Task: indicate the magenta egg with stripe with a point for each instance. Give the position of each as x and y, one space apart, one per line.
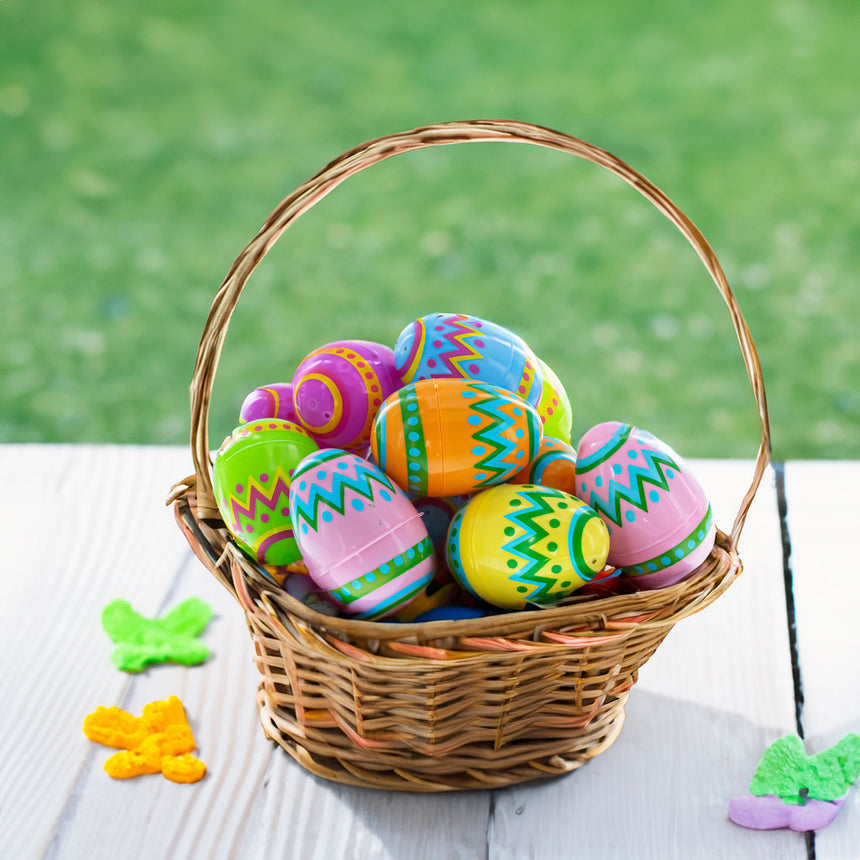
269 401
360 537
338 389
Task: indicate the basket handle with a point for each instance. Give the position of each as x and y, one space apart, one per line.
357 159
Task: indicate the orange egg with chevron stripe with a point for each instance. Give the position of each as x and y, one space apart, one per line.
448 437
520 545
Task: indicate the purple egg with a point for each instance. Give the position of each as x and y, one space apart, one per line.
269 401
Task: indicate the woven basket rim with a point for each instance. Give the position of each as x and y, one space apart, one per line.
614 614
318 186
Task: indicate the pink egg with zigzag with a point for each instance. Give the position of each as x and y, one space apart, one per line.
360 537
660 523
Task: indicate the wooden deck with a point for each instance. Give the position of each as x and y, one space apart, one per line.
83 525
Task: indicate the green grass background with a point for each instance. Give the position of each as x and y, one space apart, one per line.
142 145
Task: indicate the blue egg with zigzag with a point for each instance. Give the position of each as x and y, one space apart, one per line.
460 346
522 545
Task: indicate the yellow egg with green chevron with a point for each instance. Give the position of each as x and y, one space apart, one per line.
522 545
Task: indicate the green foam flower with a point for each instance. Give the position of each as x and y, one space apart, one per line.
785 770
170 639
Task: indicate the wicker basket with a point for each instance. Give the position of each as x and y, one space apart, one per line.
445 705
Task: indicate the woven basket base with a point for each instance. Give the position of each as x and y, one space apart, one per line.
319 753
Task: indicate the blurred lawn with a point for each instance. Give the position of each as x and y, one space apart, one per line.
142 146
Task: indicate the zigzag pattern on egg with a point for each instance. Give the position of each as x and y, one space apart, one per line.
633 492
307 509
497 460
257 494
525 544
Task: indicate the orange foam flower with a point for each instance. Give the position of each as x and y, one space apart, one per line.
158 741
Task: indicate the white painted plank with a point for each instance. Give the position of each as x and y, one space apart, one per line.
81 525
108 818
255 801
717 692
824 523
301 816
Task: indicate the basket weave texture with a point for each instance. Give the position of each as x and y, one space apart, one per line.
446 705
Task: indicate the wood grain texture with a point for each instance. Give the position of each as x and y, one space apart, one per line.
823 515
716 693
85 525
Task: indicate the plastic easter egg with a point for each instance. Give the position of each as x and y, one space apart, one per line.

* * *

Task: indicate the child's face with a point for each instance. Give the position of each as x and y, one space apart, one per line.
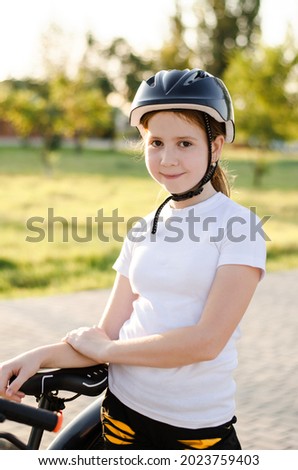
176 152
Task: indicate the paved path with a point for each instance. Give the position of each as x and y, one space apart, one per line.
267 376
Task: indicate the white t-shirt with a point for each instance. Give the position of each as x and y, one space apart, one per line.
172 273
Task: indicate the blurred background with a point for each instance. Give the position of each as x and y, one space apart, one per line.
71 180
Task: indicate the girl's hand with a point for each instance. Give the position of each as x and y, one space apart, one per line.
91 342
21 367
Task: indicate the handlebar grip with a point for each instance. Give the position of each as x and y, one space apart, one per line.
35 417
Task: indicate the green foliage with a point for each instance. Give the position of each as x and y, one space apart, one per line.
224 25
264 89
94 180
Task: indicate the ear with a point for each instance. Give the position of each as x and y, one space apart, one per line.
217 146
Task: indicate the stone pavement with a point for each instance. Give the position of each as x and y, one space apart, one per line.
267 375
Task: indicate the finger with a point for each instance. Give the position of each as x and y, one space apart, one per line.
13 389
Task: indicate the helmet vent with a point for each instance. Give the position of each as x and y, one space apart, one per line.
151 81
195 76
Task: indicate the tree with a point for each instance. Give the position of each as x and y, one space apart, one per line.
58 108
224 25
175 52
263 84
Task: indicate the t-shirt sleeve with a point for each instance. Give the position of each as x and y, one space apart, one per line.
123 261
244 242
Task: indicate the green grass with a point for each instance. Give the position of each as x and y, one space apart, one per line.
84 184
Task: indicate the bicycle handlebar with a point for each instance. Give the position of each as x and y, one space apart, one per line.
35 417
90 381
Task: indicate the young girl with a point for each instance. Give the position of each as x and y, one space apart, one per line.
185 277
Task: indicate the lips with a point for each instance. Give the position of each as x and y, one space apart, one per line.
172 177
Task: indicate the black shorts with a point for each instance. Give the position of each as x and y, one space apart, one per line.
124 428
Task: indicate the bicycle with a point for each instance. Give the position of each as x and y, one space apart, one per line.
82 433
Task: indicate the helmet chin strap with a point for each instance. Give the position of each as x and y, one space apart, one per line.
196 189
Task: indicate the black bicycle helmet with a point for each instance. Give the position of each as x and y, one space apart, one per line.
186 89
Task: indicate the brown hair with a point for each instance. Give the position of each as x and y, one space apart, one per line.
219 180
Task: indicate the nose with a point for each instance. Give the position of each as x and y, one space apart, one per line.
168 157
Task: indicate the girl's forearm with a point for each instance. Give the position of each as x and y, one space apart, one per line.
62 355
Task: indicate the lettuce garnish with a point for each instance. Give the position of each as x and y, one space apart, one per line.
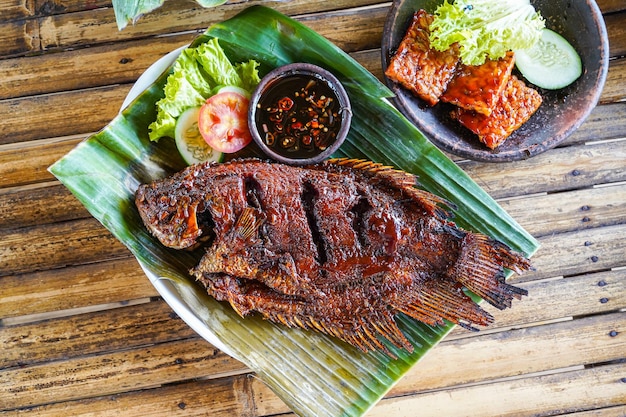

...

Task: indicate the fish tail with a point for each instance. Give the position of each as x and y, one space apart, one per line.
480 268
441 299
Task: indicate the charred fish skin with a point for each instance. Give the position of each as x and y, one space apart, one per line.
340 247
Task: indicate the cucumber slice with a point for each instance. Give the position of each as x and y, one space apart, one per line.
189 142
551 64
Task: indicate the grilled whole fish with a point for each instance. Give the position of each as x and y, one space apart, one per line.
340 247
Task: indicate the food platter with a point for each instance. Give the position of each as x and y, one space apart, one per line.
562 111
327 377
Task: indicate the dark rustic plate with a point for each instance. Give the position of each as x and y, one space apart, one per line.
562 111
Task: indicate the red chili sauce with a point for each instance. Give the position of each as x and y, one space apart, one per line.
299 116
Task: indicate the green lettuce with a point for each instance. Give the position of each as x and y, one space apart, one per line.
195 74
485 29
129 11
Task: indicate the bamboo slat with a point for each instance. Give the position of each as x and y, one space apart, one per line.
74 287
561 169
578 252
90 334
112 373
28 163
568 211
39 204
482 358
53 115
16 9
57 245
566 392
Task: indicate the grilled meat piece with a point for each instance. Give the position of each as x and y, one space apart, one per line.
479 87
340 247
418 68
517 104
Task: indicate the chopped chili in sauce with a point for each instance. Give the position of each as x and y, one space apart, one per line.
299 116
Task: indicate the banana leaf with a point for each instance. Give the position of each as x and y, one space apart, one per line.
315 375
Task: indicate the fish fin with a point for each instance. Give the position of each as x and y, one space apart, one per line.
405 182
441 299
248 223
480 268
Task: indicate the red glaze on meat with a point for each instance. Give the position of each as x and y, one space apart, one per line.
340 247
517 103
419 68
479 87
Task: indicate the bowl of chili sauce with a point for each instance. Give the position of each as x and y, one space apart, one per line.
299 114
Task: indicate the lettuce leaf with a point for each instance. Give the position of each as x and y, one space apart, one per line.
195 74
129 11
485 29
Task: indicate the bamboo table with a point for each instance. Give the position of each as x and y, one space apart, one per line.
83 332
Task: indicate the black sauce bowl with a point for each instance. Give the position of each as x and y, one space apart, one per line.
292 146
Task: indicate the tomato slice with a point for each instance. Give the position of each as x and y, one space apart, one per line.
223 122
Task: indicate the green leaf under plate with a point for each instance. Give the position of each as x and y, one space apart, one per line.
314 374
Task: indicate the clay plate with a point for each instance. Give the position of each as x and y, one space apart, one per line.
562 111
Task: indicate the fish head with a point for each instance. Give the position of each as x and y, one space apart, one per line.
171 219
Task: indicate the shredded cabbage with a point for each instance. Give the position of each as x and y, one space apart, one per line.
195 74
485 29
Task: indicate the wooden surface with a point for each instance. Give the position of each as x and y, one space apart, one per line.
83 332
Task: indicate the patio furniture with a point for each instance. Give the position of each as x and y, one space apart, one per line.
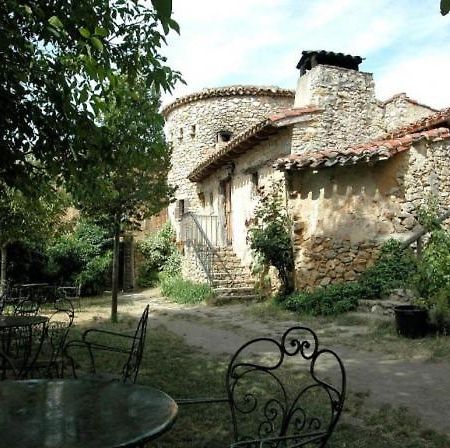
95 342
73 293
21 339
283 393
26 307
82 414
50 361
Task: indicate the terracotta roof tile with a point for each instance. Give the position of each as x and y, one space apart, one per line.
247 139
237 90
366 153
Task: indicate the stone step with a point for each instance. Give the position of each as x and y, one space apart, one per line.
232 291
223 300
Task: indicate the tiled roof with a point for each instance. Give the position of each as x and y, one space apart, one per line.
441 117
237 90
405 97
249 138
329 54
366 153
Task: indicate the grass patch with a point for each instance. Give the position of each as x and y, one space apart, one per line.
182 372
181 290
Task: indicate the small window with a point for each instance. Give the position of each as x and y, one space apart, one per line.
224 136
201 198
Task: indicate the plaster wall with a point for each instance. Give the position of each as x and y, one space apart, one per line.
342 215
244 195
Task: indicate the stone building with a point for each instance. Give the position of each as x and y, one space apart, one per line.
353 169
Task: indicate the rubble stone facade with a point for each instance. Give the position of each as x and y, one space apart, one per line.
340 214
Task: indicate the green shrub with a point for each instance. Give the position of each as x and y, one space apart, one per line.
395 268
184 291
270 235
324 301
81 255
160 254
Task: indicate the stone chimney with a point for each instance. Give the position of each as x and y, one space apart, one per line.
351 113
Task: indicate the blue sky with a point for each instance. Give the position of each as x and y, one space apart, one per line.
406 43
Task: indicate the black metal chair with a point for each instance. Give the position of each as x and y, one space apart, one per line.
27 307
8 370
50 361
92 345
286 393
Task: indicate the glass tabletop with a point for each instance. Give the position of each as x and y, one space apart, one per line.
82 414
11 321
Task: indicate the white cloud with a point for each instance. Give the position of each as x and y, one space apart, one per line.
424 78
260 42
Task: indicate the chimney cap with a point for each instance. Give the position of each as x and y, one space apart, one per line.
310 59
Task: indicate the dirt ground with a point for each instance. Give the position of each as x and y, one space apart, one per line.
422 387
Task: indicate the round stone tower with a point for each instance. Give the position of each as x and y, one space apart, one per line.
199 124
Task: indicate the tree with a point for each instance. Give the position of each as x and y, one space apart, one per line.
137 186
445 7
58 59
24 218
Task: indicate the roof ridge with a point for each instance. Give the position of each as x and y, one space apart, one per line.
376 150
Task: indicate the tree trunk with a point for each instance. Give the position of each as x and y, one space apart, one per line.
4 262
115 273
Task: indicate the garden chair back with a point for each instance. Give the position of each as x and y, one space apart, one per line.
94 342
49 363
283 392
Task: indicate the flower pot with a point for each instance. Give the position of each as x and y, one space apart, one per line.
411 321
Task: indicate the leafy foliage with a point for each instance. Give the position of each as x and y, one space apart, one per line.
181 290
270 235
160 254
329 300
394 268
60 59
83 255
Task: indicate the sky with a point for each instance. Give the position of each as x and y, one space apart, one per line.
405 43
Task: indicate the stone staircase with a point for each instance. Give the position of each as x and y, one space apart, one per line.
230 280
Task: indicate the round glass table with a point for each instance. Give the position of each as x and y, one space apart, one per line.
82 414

▶ [Exercise aim]: All lines above between those holding "Task: indicate the brown" and "Task: indicate the lettuce garnish", inclusive, must be set down unchanged, and no other line may be included.

▶ [Worked solution]:
Task: indicate the brown hair with a point for each instance. Give the position of each as x and y, one space apart, one per line.
219 180
Task: indicate the nose with a point for each instance. Give the position of each as x and y, one space apart, one per line.
168 157
Task: indicate the girl's forearm with a point for each instance. Give the position of each as x and y, one space apart, one per line.
62 355
Task: indicate the lettuce garnish with a point for each instance. Give the position of each as x and y, one space apart, one per line.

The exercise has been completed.